▶ What the exercise asks: Extract every line from the records below that contains the word "tattoo".

(Some records)
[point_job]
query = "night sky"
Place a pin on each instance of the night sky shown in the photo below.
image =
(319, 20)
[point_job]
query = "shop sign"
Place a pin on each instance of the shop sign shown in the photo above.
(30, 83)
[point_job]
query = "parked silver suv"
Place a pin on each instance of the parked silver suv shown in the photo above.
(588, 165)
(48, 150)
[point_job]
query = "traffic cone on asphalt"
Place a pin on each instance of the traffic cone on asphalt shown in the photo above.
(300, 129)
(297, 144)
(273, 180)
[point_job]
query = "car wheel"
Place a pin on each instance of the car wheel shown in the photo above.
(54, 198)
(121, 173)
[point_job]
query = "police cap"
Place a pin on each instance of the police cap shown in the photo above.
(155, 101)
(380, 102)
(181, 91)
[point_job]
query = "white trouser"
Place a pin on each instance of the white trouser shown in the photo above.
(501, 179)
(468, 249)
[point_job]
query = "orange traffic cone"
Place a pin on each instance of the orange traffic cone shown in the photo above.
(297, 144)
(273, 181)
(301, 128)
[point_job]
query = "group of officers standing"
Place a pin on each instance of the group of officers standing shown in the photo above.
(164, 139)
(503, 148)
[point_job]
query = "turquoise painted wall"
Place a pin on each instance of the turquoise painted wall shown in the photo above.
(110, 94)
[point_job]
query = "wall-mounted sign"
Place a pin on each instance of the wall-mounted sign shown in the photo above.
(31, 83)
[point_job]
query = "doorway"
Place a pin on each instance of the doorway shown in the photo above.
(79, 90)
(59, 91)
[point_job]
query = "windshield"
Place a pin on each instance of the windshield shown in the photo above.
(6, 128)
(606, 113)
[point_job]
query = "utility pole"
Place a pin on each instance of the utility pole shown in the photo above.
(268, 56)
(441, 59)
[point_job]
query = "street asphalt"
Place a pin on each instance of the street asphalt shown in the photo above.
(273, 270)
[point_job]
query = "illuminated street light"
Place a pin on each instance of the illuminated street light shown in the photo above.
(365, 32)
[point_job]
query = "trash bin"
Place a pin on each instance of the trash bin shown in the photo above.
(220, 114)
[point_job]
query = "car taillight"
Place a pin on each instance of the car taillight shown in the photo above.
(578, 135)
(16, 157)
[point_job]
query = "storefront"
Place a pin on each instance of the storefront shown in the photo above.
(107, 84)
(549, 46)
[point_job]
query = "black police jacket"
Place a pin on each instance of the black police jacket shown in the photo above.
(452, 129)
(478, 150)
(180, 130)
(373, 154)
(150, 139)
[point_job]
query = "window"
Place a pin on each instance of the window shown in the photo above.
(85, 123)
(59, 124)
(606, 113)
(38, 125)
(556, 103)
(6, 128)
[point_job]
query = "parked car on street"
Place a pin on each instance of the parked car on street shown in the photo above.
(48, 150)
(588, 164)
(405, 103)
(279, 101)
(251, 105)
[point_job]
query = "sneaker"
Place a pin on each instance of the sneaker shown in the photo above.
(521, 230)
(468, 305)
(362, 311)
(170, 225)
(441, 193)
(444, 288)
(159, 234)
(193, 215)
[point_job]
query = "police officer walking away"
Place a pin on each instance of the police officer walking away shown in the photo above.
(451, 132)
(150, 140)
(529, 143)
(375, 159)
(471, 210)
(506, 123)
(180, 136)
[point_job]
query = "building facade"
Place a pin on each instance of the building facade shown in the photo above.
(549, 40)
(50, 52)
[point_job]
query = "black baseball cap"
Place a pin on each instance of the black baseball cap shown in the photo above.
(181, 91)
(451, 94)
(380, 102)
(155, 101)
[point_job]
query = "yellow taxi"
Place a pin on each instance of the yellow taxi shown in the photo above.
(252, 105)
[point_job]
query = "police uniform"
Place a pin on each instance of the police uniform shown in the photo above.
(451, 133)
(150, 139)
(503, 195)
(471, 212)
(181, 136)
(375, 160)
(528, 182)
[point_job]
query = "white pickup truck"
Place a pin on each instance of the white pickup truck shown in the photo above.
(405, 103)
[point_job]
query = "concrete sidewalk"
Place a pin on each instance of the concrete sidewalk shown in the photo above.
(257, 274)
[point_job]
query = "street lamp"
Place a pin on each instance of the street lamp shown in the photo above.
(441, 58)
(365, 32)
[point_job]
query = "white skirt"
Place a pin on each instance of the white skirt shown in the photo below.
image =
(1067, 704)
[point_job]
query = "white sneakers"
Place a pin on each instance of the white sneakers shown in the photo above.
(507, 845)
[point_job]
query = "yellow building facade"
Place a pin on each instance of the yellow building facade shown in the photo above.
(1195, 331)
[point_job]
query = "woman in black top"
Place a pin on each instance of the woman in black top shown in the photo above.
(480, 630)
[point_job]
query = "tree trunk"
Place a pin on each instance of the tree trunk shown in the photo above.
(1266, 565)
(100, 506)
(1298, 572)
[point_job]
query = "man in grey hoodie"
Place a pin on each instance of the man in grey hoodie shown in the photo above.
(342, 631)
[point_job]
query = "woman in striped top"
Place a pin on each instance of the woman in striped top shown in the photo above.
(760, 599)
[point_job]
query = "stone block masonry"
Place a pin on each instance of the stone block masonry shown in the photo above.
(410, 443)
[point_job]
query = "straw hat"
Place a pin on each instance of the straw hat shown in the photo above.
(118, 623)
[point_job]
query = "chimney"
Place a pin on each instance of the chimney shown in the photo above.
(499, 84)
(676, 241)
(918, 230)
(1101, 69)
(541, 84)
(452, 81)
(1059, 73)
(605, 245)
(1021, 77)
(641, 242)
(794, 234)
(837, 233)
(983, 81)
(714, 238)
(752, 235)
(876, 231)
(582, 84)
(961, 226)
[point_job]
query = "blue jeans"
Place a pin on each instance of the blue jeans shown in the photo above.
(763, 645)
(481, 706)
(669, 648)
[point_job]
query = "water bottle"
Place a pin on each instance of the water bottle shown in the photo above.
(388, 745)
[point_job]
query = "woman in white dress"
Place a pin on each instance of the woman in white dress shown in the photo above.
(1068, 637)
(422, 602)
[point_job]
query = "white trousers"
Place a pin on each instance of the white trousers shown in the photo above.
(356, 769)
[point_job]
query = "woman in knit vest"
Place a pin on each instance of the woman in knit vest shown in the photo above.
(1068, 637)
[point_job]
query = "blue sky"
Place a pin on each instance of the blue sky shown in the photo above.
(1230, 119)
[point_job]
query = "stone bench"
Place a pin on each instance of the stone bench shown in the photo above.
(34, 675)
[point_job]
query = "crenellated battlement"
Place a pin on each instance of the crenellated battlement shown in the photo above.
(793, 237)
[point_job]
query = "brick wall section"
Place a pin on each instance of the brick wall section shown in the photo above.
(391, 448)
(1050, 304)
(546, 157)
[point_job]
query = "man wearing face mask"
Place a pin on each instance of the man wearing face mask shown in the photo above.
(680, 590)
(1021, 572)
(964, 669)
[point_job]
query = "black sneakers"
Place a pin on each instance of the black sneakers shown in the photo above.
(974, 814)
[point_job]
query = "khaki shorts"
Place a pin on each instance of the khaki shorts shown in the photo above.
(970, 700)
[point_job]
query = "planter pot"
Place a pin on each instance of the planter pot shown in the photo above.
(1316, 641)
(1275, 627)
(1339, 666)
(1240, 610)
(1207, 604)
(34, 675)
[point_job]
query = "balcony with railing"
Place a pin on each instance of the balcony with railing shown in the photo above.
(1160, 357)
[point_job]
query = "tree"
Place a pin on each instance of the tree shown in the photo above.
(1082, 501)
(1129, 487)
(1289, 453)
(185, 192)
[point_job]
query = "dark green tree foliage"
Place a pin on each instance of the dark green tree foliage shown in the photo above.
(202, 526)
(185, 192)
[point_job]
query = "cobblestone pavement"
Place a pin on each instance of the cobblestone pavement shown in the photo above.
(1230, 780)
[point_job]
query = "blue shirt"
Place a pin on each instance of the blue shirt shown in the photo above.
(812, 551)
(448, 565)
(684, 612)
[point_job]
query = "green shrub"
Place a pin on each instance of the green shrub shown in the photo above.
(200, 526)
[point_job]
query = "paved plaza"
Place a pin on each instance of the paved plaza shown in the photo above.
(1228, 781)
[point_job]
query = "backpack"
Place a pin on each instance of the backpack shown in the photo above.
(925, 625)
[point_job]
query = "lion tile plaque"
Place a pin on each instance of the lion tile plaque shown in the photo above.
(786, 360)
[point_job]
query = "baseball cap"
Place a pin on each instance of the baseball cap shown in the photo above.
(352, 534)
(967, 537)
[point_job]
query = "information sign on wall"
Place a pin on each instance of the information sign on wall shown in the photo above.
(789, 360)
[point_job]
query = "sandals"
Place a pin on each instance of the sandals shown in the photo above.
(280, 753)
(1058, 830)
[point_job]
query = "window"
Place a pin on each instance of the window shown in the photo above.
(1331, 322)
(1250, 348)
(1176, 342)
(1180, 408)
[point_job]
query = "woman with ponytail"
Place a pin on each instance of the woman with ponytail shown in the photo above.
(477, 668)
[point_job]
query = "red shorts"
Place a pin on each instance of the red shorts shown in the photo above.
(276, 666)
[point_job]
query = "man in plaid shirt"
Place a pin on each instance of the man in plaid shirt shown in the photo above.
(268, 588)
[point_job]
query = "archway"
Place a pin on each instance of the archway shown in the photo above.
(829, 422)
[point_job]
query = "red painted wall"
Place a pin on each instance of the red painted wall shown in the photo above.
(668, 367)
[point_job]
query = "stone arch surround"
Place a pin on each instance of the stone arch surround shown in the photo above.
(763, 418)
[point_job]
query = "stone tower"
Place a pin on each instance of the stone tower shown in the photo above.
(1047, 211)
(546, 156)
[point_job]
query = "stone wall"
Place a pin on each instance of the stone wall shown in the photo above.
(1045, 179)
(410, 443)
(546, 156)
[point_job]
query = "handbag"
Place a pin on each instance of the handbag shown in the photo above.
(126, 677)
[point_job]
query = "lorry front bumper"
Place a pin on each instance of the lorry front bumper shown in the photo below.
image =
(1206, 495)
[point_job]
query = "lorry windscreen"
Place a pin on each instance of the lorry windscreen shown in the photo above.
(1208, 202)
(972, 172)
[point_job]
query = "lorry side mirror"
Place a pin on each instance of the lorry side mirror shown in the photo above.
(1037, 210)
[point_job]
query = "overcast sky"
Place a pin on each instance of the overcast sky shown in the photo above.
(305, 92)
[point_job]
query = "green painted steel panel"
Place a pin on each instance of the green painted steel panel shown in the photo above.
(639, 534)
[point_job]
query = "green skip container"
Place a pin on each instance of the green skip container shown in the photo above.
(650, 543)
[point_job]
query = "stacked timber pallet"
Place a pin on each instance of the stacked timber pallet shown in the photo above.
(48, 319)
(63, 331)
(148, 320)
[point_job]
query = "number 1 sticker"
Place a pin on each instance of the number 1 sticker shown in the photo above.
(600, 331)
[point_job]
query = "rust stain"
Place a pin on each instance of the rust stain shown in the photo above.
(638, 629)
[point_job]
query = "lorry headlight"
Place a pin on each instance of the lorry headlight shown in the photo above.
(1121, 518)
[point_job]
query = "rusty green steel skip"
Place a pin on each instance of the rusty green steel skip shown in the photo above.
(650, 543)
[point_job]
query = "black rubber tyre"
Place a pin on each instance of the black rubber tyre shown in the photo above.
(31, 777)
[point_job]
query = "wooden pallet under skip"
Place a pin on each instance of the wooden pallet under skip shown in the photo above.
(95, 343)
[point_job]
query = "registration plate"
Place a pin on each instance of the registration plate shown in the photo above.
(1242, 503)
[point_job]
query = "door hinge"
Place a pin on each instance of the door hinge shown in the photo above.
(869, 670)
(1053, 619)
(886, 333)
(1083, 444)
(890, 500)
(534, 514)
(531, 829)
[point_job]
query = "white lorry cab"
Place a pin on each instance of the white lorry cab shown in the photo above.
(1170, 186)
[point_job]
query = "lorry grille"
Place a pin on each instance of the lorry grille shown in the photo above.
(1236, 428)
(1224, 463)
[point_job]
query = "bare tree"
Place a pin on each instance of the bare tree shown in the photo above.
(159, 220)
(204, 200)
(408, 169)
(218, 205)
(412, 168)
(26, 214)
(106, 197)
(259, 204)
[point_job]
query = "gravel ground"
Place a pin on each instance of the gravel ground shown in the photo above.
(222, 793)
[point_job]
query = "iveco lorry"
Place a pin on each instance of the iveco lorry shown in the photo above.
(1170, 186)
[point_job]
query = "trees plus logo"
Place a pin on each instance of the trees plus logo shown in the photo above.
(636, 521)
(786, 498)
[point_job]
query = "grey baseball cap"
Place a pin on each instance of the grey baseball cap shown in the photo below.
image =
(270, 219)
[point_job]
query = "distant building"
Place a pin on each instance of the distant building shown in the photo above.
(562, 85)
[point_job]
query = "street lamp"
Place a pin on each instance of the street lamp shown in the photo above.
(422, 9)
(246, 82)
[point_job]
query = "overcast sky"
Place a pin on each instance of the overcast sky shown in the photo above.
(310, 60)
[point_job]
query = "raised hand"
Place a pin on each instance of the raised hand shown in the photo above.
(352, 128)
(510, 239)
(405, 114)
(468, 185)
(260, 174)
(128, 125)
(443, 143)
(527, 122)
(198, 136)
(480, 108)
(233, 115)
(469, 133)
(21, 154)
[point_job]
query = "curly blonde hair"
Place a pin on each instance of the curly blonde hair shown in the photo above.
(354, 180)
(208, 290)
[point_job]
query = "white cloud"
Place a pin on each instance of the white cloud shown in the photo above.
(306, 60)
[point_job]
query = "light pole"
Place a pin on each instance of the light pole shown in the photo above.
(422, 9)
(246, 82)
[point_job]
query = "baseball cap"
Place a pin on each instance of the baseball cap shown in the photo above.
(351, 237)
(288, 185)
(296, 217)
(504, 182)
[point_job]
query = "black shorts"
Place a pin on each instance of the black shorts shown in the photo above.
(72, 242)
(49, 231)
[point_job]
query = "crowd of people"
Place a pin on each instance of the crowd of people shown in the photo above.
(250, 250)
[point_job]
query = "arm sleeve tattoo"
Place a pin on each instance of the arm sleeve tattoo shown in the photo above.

▶ Finished exercise:
query = "arm sleeve tattoo"
Place a pin on each instance of the arm sleeve tattoo shown in the photo above.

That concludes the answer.